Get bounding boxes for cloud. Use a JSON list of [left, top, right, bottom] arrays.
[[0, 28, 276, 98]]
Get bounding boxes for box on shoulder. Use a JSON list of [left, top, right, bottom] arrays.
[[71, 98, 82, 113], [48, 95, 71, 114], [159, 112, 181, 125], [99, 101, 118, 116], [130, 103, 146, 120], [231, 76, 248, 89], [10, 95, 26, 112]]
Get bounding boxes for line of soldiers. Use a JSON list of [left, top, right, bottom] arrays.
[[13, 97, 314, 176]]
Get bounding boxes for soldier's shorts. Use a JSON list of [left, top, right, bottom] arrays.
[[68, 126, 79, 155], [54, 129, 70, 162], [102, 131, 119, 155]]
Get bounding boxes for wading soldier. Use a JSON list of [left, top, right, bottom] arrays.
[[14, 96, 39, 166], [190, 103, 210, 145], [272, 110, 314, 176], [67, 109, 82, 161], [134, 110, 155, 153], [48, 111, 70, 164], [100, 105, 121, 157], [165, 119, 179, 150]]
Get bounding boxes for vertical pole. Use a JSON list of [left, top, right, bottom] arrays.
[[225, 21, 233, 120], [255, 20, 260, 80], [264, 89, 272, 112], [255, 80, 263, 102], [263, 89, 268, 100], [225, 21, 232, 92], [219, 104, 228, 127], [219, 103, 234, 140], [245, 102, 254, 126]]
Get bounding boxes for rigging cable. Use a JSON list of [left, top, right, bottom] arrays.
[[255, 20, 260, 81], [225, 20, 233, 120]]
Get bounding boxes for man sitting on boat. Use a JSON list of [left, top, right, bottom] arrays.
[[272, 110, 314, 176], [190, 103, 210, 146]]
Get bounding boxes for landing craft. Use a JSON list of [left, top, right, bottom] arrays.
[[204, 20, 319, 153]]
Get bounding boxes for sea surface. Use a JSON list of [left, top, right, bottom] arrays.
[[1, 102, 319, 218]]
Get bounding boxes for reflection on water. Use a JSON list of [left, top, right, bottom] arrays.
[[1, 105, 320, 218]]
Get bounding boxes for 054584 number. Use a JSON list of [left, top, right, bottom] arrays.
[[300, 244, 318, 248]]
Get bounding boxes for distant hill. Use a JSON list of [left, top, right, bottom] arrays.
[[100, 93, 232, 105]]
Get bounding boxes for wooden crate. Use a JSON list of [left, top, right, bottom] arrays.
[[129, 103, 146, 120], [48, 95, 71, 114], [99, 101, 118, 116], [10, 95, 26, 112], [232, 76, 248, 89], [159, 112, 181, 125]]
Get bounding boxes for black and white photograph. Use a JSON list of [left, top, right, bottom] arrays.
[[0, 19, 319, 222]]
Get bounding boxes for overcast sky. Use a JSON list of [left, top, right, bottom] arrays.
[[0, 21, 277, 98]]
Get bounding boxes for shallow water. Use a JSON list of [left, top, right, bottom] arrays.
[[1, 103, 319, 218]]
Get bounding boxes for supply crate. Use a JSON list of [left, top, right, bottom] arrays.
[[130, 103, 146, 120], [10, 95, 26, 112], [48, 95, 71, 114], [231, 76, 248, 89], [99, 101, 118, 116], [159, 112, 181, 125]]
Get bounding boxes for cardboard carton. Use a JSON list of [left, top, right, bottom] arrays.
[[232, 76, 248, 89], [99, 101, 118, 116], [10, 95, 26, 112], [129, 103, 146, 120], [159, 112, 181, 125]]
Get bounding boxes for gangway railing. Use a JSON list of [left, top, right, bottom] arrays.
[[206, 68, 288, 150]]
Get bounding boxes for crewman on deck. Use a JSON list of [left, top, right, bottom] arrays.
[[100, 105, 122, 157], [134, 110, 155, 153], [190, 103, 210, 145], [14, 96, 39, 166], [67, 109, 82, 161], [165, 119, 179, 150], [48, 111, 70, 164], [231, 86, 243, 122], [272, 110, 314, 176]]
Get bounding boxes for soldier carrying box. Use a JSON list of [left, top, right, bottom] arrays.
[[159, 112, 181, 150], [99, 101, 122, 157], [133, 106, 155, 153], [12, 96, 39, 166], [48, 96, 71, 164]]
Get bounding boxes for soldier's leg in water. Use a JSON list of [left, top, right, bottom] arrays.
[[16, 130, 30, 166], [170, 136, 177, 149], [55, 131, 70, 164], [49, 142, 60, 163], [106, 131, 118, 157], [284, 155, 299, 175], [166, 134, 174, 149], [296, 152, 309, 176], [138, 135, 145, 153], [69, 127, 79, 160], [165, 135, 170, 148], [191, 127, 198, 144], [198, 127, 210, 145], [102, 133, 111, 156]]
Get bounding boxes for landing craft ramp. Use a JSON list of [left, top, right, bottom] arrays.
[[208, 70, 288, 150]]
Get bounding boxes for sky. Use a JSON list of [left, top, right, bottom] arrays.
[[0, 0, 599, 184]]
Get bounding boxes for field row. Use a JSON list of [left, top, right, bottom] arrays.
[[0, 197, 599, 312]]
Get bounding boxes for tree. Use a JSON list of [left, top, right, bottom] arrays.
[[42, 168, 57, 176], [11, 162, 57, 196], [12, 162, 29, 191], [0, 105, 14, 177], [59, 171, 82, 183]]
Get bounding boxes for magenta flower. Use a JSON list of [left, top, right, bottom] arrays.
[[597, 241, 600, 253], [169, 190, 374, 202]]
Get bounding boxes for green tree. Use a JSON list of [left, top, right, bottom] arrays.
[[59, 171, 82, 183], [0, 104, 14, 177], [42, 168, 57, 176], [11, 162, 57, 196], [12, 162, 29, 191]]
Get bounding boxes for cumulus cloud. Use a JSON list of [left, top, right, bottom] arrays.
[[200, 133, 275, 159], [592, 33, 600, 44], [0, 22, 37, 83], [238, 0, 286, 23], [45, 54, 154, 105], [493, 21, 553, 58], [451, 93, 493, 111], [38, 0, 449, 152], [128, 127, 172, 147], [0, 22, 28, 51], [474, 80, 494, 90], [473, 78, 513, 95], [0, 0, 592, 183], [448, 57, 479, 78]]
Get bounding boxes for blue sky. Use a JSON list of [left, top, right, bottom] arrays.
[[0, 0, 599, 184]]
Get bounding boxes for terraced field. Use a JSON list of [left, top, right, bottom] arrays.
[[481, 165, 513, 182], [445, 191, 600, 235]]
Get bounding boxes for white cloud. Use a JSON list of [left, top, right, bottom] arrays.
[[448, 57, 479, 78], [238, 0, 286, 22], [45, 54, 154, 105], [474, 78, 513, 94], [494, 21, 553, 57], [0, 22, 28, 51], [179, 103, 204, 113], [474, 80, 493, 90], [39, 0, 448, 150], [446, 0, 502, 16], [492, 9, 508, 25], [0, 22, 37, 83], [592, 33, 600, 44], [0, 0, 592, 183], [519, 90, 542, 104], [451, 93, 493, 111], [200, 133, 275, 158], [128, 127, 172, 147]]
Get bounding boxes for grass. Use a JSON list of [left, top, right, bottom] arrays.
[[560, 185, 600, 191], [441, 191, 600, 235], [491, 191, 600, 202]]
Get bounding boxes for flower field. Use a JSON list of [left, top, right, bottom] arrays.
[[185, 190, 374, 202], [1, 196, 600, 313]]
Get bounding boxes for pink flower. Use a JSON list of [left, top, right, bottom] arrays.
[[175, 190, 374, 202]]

____

*The problem*: Every record here must be output exactly, word for word.

*Result below*:
Get bounding boxes for cloud. Use a JSON list of [left, top, right, bottom] arrays.
[[0, 28, 276, 98]]
Get bounding boxes for box on shoulder. Use a JSON list of [left, top, right, bottom] arrays.
[[71, 98, 82, 113], [48, 95, 71, 114], [159, 112, 181, 125], [99, 101, 118, 116], [130, 103, 146, 120], [231, 76, 248, 89], [10, 95, 26, 112]]
Get bounding boxes for line of soldiers. Use a JSON list of [left, top, right, bottom] arrays.
[[13, 97, 314, 176]]
Get bounding boxes for soldier's shorts. Use a JSON list of [left, top, right, bottom] arrays.
[[68, 126, 79, 155], [54, 129, 70, 162], [102, 131, 119, 155]]
Get bounding boxes for wading soldier. Use a JSON list of [left, top, right, bottom] arrays.
[[14, 96, 39, 166], [190, 103, 210, 145], [272, 110, 314, 176], [67, 109, 82, 161], [134, 110, 155, 153], [48, 111, 70, 164], [100, 105, 121, 157], [165, 119, 179, 150]]
Get bounding boxes for vertical pole. Use a JSON list of [left, top, right, bottom] arrays.
[[225, 21, 233, 120], [255, 20, 260, 80], [264, 89, 272, 112], [255, 80, 263, 102], [263, 89, 268, 100], [225, 21, 232, 92], [219, 104, 228, 127], [219, 103, 234, 140], [245, 102, 254, 126]]
Get bounding boxes for rigging cable. Use a JSON list of [left, top, right, bottom] arrays.
[[255, 20, 260, 81], [225, 20, 233, 120]]
Get bounding boxes for man sitting on boat. Use a JSON list of [left, top, right, bottom] arrays.
[[272, 110, 314, 176], [190, 103, 210, 146]]
Get bounding boxes for landing craft. Use a JSON list of [left, top, right, bottom] arrays.
[[204, 20, 319, 153]]
Get bounding boxes for sea surface. Use a JSON list of [left, top, right, bottom] arrays.
[[1, 102, 319, 218]]
Get bounding boxes for reflection on water. Use a JSON list of [left, top, right, bottom] arrays.
[[1, 105, 320, 218]]
Get bounding boxes for 054584 number. Use a JSON list of [left, top, right, bottom] arrays.
[[300, 244, 318, 248]]
Get bounding boxes for distant hill. Use a JSON list of [left, top, right, bottom] arrays.
[[100, 93, 232, 105]]
Get bounding boxes for wooden crate. Use a JSON list of [left, top, right, bottom] arrays.
[[129, 103, 146, 120], [48, 95, 71, 114], [99, 101, 118, 116], [10, 95, 26, 112], [232, 76, 248, 89], [159, 112, 181, 125]]
Get bounding boxes for black and white photograph. Use a JSON list of [left, top, right, bottom] arrays.
[[0, 19, 319, 222]]
Get bounding boxes for overcast sky. Use a JSON list of [left, top, right, bottom] arrays.
[[0, 21, 277, 98]]
Get bounding boxes for shallow water. Use a JSON list of [left, top, right, bottom] arrays.
[[1, 103, 319, 218]]
Get bounding boxes for supply crate. Use a JSON list of [left, top, right, bottom] arrays.
[[130, 103, 146, 120], [10, 95, 26, 112], [48, 95, 71, 114], [231, 76, 248, 89], [99, 101, 118, 116], [159, 112, 181, 125]]
Get bounding boxes for cardboard carton. Use a JSON list of [left, top, right, bottom] arrays.
[[232, 76, 248, 89], [99, 101, 118, 116], [10, 95, 26, 112], [129, 103, 146, 120], [159, 112, 181, 125]]
Get bounding boxes for gangway railing. Use a JSON list of [left, top, right, bottom] arrays.
[[206, 68, 288, 150]]
Get bounding boxes for crewman on deck. Use a JSON list of [left, top, right, bottom] arrays.
[[100, 105, 122, 157], [134, 110, 155, 153], [190, 103, 210, 145], [14, 96, 39, 166], [67, 109, 82, 161], [165, 119, 179, 150], [48, 111, 70, 164], [231, 86, 243, 122], [272, 110, 314, 176]]
Get bounding boxes for soldier carrying box. Use a JSON list of [left, top, right, bottom] arrays.
[[159, 112, 181, 150], [99, 101, 122, 157], [133, 106, 155, 153], [12, 96, 39, 166], [48, 96, 71, 164]]
Get bounding boxes for soldier's leg in water. Use a JSON list of [left, top, right, bottom] arrays.
[[16, 130, 30, 166], [170, 136, 177, 149], [55, 131, 70, 164], [49, 142, 60, 163], [106, 131, 118, 157], [284, 155, 299, 175], [166, 134, 174, 149], [296, 152, 309, 176], [138, 135, 145, 153], [69, 127, 79, 160], [165, 135, 170, 148], [191, 127, 198, 144], [198, 127, 210, 145], [102, 133, 111, 156]]
Get bounding boxes for landing craft ramp. Use a JSON list of [left, top, right, bottom] arrays.
[[208, 70, 288, 150]]
Get bounding boxes for sky. Use a JSON list of [left, top, right, bottom] arrays.
[[0, 0, 599, 184]]
Get bounding boxes for field row. Use a JSON list of [left, top, right, bottom] arrays.
[[0, 197, 599, 312]]
Get bounding boxes for tree. Use a JSON list of [left, top, right, bottom] arrays.
[[42, 168, 57, 176], [11, 162, 57, 196], [12, 162, 29, 191], [0, 105, 14, 177], [59, 171, 82, 183]]
Get bounding boxes for magenta flower. Use a JSON list of [left, top, right, bottom] arrays.
[[597, 241, 600, 253], [169, 190, 374, 202]]
Get bounding boxes for green tree. Use a JSON list of [left, top, right, bottom] arrays.
[[59, 171, 82, 183], [0, 104, 14, 177], [42, 168, 57, 176], [11, 162, 57, 196], [12, 162, 29, 191]]
Get bounding boxes for cumulus cloud. Use a JSON list of [left, top, right, bottom] arrays.
[[200, 133, 275, 159], [592, 33, 600, 44], [0, 22, 37, 83], [238, 0, 286, 23], [45, 54, 154, 105], [493, 21, 553, 58], [451, 93, 493, 111], [38, 0, 449, 152], [128, 127, 172, 147], [0, 22, 28, 51], [474, 80, 494, 90], [473, 78, 513, 95], [0, 0, 592, 183], [448, 57, 479, 78]]
Get bounding boxes for blue sky. Use a JSON list of [left, top, right, bottom] arrays.
[[0, 0, 599, 184]]
Get bounding boxes for terraced field. Use a JSON list of [left, top, right, bottom] arrays.
[[481, 165, 513, 182], [445, 191, 600, 235]]
Get bounding boxes for white cloud. Use a JSON list of [left, top, right, bottom] arrays.
[[448, 57, 479, 78], [238, 0, 286, 22], [45, 54, 154, 105], [474, 78, 513, 94], [494, 21, 553, 57], [0, 22, 28, 51], [179, 103, 204, 113], [474, 80, 493, 90], [39, 0, 448, 150], [446, 0, 502, 16], [492, 9, 508, 25], [0, 22, 37, 83], [592, 33, 600, 44], [0, 0, 592, 183], [519, 90, 542, 104], [451, 93, 493, 111], [200, 133, 275, 158], [128, 127, 172, 147]]
Get bounding boxes for grass. Use a JSON list of [left, top, right, bottom] arrays.
[[560, 185, 600, 191], [441, 191, 600, 235], [491, 191, 600, 202]]
Get bounding boxes for flower field. Use a JSON list of [left, top, right, bottom] arrays.
[[185, 190, 374, 202], [1, 196, 600, 313]]
Get bounding boxes for pink flower. Use a JSON list of [left, top, right, bottom] arrays.
[[175, 190, 374, 202]]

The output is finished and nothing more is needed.